# PROVIDED MATERIAL:
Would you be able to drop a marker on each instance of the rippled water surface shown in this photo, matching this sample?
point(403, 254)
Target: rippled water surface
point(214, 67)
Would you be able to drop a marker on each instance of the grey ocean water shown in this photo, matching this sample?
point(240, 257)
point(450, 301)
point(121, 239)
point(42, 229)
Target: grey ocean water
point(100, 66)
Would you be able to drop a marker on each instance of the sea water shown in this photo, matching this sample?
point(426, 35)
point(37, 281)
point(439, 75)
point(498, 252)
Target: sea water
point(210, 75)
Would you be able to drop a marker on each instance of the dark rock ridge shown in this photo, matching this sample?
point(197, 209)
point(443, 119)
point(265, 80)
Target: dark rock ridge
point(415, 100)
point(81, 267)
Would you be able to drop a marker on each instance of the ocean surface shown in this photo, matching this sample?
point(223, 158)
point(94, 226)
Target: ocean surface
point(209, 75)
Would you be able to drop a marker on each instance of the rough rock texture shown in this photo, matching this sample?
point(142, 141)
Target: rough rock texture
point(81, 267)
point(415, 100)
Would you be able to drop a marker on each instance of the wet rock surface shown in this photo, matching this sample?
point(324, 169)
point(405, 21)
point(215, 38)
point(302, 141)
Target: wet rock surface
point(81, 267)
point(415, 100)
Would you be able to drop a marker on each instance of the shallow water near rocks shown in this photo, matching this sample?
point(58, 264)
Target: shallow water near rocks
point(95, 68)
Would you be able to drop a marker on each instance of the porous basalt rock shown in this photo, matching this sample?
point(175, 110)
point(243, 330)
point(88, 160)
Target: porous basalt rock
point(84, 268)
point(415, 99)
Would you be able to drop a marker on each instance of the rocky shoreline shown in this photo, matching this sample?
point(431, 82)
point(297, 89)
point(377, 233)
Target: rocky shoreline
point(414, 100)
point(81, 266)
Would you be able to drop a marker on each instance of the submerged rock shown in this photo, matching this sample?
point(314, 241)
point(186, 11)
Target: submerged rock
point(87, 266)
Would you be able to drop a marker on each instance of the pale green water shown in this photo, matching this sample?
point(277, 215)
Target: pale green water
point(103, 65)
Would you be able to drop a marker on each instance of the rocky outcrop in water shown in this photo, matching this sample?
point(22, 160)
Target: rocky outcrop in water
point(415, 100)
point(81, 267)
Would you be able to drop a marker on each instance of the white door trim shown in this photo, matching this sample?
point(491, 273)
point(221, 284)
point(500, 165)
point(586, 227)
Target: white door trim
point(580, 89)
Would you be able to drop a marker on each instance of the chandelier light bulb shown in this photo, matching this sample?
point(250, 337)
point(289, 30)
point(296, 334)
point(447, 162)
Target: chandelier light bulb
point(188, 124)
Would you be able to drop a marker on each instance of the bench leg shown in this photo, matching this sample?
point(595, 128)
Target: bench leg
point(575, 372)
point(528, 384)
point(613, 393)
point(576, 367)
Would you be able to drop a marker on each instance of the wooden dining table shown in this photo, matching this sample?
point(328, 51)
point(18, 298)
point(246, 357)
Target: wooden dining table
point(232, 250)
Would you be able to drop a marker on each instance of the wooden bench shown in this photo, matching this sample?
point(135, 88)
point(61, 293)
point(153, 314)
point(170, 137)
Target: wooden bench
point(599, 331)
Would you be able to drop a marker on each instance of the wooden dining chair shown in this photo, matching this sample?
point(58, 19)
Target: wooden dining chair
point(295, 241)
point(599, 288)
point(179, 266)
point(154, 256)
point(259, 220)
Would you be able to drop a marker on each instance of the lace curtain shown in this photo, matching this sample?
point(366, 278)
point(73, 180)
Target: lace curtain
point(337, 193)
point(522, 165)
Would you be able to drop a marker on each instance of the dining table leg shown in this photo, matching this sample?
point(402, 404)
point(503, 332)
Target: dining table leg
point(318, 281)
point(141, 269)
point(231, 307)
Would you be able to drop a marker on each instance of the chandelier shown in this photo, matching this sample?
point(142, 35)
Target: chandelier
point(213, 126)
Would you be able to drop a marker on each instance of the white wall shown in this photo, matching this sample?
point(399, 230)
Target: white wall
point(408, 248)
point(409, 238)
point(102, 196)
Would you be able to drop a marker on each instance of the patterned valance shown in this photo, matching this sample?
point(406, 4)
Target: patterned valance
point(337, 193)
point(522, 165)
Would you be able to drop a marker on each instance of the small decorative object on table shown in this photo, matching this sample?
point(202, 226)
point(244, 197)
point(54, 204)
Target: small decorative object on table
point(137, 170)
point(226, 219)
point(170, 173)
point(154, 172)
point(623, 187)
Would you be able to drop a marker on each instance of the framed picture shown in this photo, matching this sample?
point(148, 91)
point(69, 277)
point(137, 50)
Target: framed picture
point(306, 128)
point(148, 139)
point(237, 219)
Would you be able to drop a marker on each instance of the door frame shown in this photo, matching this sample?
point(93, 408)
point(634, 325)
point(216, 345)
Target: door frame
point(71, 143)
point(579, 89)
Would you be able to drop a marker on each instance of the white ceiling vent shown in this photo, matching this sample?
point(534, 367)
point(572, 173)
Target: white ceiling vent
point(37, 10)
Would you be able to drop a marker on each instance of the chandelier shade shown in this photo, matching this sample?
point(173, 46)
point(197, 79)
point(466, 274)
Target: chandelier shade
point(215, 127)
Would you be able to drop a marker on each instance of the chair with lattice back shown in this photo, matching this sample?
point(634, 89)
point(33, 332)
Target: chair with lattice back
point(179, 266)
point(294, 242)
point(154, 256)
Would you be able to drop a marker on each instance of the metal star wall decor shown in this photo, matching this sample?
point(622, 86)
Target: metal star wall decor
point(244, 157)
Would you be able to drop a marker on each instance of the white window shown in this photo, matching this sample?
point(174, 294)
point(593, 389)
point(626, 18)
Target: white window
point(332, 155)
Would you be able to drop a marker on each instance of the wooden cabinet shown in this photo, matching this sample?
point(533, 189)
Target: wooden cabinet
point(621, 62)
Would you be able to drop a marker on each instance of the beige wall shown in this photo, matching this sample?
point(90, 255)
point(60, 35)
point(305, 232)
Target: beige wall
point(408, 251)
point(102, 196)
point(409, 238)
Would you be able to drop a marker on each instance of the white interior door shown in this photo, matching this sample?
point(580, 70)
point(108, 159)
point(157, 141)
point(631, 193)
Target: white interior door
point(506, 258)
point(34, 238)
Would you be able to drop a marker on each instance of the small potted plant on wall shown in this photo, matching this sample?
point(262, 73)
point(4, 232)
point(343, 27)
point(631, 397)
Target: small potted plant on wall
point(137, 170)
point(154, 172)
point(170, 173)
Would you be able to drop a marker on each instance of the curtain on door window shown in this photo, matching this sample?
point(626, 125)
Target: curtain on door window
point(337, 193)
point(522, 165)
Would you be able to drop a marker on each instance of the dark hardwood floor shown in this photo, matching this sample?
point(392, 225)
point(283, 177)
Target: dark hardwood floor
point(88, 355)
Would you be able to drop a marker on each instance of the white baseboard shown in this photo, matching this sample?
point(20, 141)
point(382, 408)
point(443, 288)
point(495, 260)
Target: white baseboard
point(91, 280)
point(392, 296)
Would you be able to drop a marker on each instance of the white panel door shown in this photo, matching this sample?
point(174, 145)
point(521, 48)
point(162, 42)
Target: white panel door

# YOUR OBJECTIVE:
Your task is to return, exactly and on their own, the lines from the one containing "the small potted" through the last line of the listing.

# RIGHT ANSWER:
Would you be able to drop a marker on each instance of the small potted plant on wall shown in this photo, matching this sample?
point(262, 73)
point(4, 232)
point(343, 27)
point(631, 397)
Target: small potted plant on wall
point(137, 170)
point(154, 172)
point(170, 173)
Would you be able to drop a marker on each instance of the curtain on door window shown in this photo, matching this sample?
point(626, 125)
Target: curtain on door window
point(337, 193)
point(522, 165)
Would you be able to drop a marker on each instance of the dark hardwood floor shown in this photo, matching this sample?
point(392, 225)
point(283, 177)
Target: dark hardwood floor
point(88, 355)
Would you be able to drop a marker on each instance of the white baseboard shown in this photo, matching this sample?
point(20, 141)
point(382, 408)
point(443, 288)
point(495, 260)
Target: white baseboard
point(91, 280)
point(392, 296)
Would you be able to drop a marker on each instance of the white panel door shown in this photo, matching this sample?
point(174, 145)
point(521, 48)
point(162, 42)
Target: white panel door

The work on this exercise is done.